- [SET PROBLEM 1]:
Reproduce, word for word, the section of the whale shark travel piece below that opens with the words containing "Joining these gentle" and closes with "boats attract them.".

[BEGIN SELECTED PASSAGE]

Floating between two whale sharks, their colossal fins swirling about as the day’s first light danced through the turquoise water, I found my happy place. I hovered in snorkel mask and flippers in Indonesia’s Saleh Bay among the gargantuan fish. Although they were sucking up gallons of seawater thick with tiny critters—they feed voraciously like this during a new moon, I learned—and despite the fact that one was some 25 feet long, I swam fearlessly, magnetized. The literal biggest fish in the sea showed interest in me, too, but zero malice.
I was the first one in the water as the sun rose and, still enraptured an hour and a half later, I was told gently it was time to get out. “Is this real life?” I’d been asking myself silently while savoring one-on-two time with these mysterious behemoths, a visual mashup of so many different species. The profile of their face said fish while their dorsal fin screamed shark; the rippling gills reminded me of manta rays. I tried to memorize every marking, every otherworldly movement before it was time to board the Zodiac rigid inflatable boat (RIB) and return to Vela, the beyond elegant charter phinisi yacht on which I was a guest this April.
Joining these gentle giants in their space had been one of the most peaceful moments of my life. This access is the luxury of sailing with Vela, which sleeps just 12 guests plus a mostly Indonesian staff of 18. Guests enjoy immersion into beautiful landscapes and environments and a private up-close whale shark encounter thanks to generous compensation provided to the fishermen whose wide bagan boats attract them.
What it’s like to sail on a contemporary phinisi
In 2004, the late Patti Seery pioneered a modern version of the UNESCO-protected phinisi (also spelled pinisi), a luxury leisure vessel named Silolona Sojourns modeled after the early 1900s hybrid cargo boats with sails built traditionally in the Indonesian island of South Sulawesi. Her Java-born son, Tresno Seery, was the naval architect behind Vela, a 164-foot yacht designed to usher in a new generation of phinisis. Think Hermès fabric–covered headboards and throw pillows alongside vivid original Indonesian artworks and sustainably sourced teak decks. As for modern conveniences, there was staff ready to mist my face with chilled cucumber-infused water and hand me a refreshment such as pineapple tepache or pandan iced tea each time I stepped back on deck.

[END SELECTED PASSAGE]

- [SET PROBLEM 2]:
How many lines of the listing contain the string "white"? Reply with the number alone.

[BEGIN INPUT]

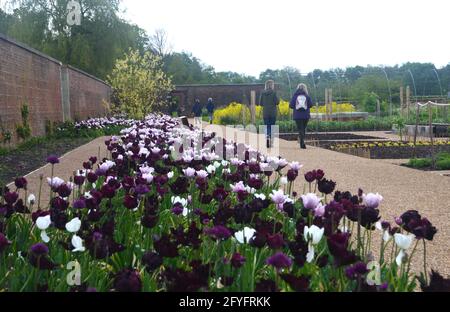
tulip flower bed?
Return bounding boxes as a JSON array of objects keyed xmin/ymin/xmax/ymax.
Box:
[
  {"xmin": 324, "ymin": 140, "xmax": 450, "ymax": 159},
  {"xmin": 0, "ymin": 115, "xmax": 439, "ymax": 292}
]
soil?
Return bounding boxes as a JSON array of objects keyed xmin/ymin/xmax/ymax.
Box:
[
  {"xmin": 280, "ymin": 133, "xmax": 382, "ymax": 143},
  {"xmin": 325, "ymin": 142, "xmax": 450, "ymax": 159},
  {"xmin": 0, "ymin": 138, "xmax": 92, "ymax": 185}
]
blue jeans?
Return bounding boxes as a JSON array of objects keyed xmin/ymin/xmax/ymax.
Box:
[{"xmin": 264, "ymin": 117, "xmax": 276, "ymax": 139}]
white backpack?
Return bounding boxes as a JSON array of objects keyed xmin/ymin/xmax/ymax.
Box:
[{"xmin": 295, "ymin": 95, "xmax": 308, "ymax": 110}]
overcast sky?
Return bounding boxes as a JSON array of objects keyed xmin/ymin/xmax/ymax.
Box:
[{"xmin": 122, "ymin": 0, "xmax": 450, "ymax": 76}]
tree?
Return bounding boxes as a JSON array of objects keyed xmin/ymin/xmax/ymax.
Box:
[
  {"xmin": 149, "ymin": 28, "xmax": 172, "ymax": 59},
  {"xmin": 108, "ymin": 50, "xmax": 173, "ymax": 119},
  {"xmin": 0, "ymin": 0, "xmax": 148, "ymax": 79}
]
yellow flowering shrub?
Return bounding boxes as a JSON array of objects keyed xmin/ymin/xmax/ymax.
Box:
[
  {"xmin": 213, "ymin": 100, "xmax": 291, "ymax": 125},
  {"xmin": 311, "ymin": 102, "xmax": 356, "ymax": 114}
]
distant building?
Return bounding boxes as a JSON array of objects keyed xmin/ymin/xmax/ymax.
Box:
[{"xmin": 171, "ymin": 83, "xmax": 279, "ymax": 114}]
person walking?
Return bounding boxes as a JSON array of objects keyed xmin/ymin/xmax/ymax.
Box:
[
  {"xmin": 206, "ymin": 98, "xmax": 214, "ymax": 124},
  {"xmin": 289, "ymin": 83, "xmax": 313, "ymax": 149},
  {"xmin": 192, "ymin": 99, "xmax": 203, "ymax": 125},
  {"xmin": 259, "ymin": 80, "xmax": 280, "ymax": 148}
]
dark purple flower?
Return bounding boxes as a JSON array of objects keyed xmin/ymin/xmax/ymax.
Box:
[
  {"xmin": 153, "ymin": 235, "xmax": 178, "ymax": 258},
  {"xmin": 212, "ymin": 187, "xmax": 228, "ymax": 202},
  {"xmin": 141, "ymin": 214, "xmax": 159, "ymax": 229},
  {"xmin": 205, "ymin": 225, "xmax": 232, "ymax": 240},
  {"xmin": 305, "ymin": 170, "xmax": 316, "ymax": 183},
  {"xmin": 327, "ymin": 233, "xmax": 358, "ymax": 266},
  {"xmin": 267, "ymin": 234, "xmax": 284, "ymax": 249},
  {"xmin": 56, "ymin": 183, "xmax": 72, "ymax": 198},
  {"xmin": 73, "ymin": 198, "xmax": 86, "ymax": 209},
  {"xmin": 87, "ymin": 172, "xmax": 98, "ymax": 183},
  {"xmin": 316, "ymin": 169, "xmax": 325, "ymax": 181},
  {"xmin": 47, "ymin": 155, "xmax": 59, "ymax": 165},
  {"xmin": 30, "ymin": 243, "xmax": 49, "ymax": 256},
  {"xmin": 73, "ymin": 175, "xmax": 86, "ymax": 186},
  {"xmin": 114, "ymin": 269, "xmax": 142, "ymax": 292},
  {"xmin": 317, "ymin": 179, "xmax": 336, "ymax": 195},
  {"xmin": 14, "ymin": 177, "xmax": 28, "ymax": 189},
  {"xmin": 405, "ymin": 218, "xmax": 437, "ymax": 241},
  {"xmin": 266, "ymin": 252, "xmax": 292, "ymax": 270},
  {"xmin": 134, "ymin": 184, "xmax": 150, "ymax": 195},
  {"xmin": 230, "ymin": 252, "xmax": 245, "ymax": 268},
  {"xmin": 3, "ymin": 192, "xmax": 19, "ymax": 205},
  {"xmin": 142, "ymin": 251, "xmax": 163, "ymax": 273},
  {"xmin": 123, "ymin": 195, "xmax": 139, "ymax": 210},
  {"xmin": 287, "ymin": 169, "xmax": 298, "ymax": 182},
  {"xmin": 0, "ymin": 232, "xmax": 11, "ymax": 253},
  {"xmin": 345, "ymin": 262, "xmax": 369, "ymax": 280},
  {"xmin": 100, "ymin": 184, "xmax": 116, "ymax": 198}
]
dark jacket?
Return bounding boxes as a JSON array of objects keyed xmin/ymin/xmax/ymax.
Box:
[
  {"xmin": 259, "ymin": 90, "xmax": 280, "ymax": 118},
  {"xmin": 206, "ymin": 101, "xmax": 214, "ymax": 114},
  {"xmin": 192, "ymin": 102, "xmax": 203, "ymax": 117},
  {"xmin": 289, "ymin": 91, "xmax": 313, "ymax": 120}
]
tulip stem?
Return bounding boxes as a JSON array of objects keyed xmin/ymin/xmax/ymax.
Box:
[{"xmin": 423, "ymin": 239, "xmax": 428, "ymax": 285}]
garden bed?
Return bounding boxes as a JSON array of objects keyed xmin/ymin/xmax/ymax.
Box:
[
  {"xmin": 0, "ymin": 138, "xmax": 92, "ymax": 185},
  {"xmin": 0, "ymin": 116, "xmax": 437, "ymax": 292},
  {"xmin": 322, "ymin": 142, "xmax": 450, "ymax": 159},
  {"xmin": 280, "ymin": 132, "xmax": 382, "ymax": 143}
]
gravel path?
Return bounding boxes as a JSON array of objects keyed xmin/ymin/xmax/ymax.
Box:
[{"xmin": 198, "ymin": 121, "xmax": 450, "ymax": 276}]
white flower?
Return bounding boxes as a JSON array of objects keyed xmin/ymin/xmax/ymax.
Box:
[
  {"xmin": 99, "ymin": 160, "xmax": 116, "ymax": 172},
  {"xmin": 171, "ymin": 196, "xmax": 188, "ymax": 207},
  {"xmin": 47, "ymin": 177, "xmax": 64, "ymax": 189},
  {"xmin": 139, "ymin": 166, "xmax": 155, "ymax": 174},
  {"xmin": 36, "ymin": 215, "xmax": 52, "ymax": 243},
  {"xmin": 206, "ymin": 165, "xmax": 216, "ymax": 174},
  {"xmin": 66, "ymin": 218, "xmax": 81, "ymax": 233},
  {"xmin": 27, "ymin": 194, "xmax": 36, "ymax": 205},
  {"xmin": 394, "ymin": 233, "xmax": 415, "ymax": 266},
  {"xmin": 303, "ymin": 225, "xmax": 325, "ymax": 263},
  {"xmin": 230, "ymin": 181, "xmax": 247, "ymax": 193},
  {"xmin": 72, "ymin": 235, "xmax": 86, "ymax": 252},
  {"xmin": 362, "ymin": 193, "xmax": 383, "ymax": 208},
  {"xmin": 301, "ymin": 193, "xmax": 321, "ymax": 210},
  {"xmin": 142, "ymin": 173, "xmax": 153, "ymax": 183},
  {"xmin": 197, "ymin": 170, "xmax": 208, "ymax": 179},
  {"xmin": 269, "ymin": 190, "xmax": 288, "ymax": 210},
  {"xmin": 183, "ymin": 167, "xmax": 195, "ymax": 178},
  {"xmin": 234, "ymin": 227, "xmax": 256, "ymax": 244},
  {"xmin": 314, "ymin": 203, "xmax": 325, "ymax": 217},
  {"xmin": 289, "ymin": 161, "xmax": 303, "ymax": 171},
  {"xmin": 255, "ymin": 194, "xmax": 266, "ymax": 200}
]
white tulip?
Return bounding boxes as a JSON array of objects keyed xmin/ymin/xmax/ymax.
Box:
[
  {"xmin": 66, "ymin": 218, "xmax": 81, "ymax": 233},
  {"xmin": 303, "ymin": 225, "xmax": 325, "ymax": 263},
  {"xmin": 27, "ymin": 194, "xmax": 36, "ymax": 205},
  {"xmin": 394, "ymin": 233, "xmax": 415, "ymax": 266},
  {"xmin": 72, "ymin": 235, "xmax": 86, "ymax": 252},
  {"xmin": 36, "ymin": 215, "xmax": 52, "ymax": 243},
  {"xmin": 234, "ymin": 227, "xmax": 256, "ymax": 244}
]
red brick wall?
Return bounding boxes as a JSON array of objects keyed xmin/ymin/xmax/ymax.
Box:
[
  {"xmin": 0, "ymin": 38, "xmax": 62, "ymax": 141},
  {"xmin": 0, "ymin": 34, "xmax": 111, "ymax": 146},
  {"xmin": 69, "ymin": 67, "xmax": 111, "ymax": 120}
]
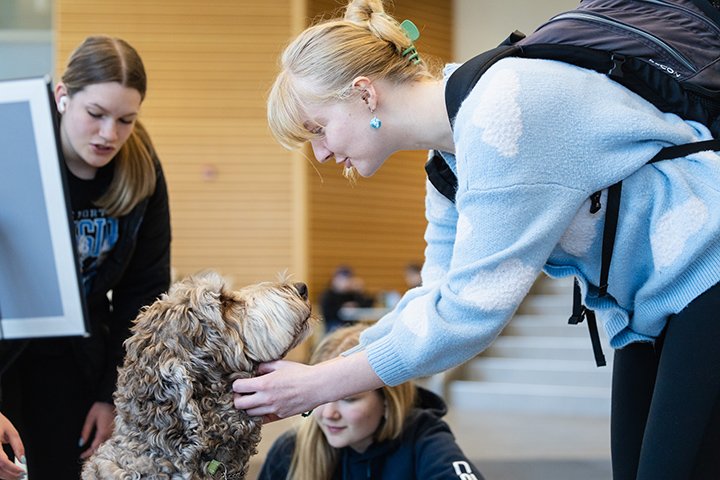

[END INPUT]

- [OUTPUT 1]:
Joining these gentle giants in their space had been one of the most peaceful moments of my life. This access is the luxury of sailing with Vela, which sleeps just 12 guests plus a mostly Indonesian staff of 18. Guests enjoy immersion into beautiful landscapes and environments and a private up-close whale shark encounter thanks to generous compensation provided to the fishermen whose wide bagan boats attract them.

- [OUTPUT 2]:
3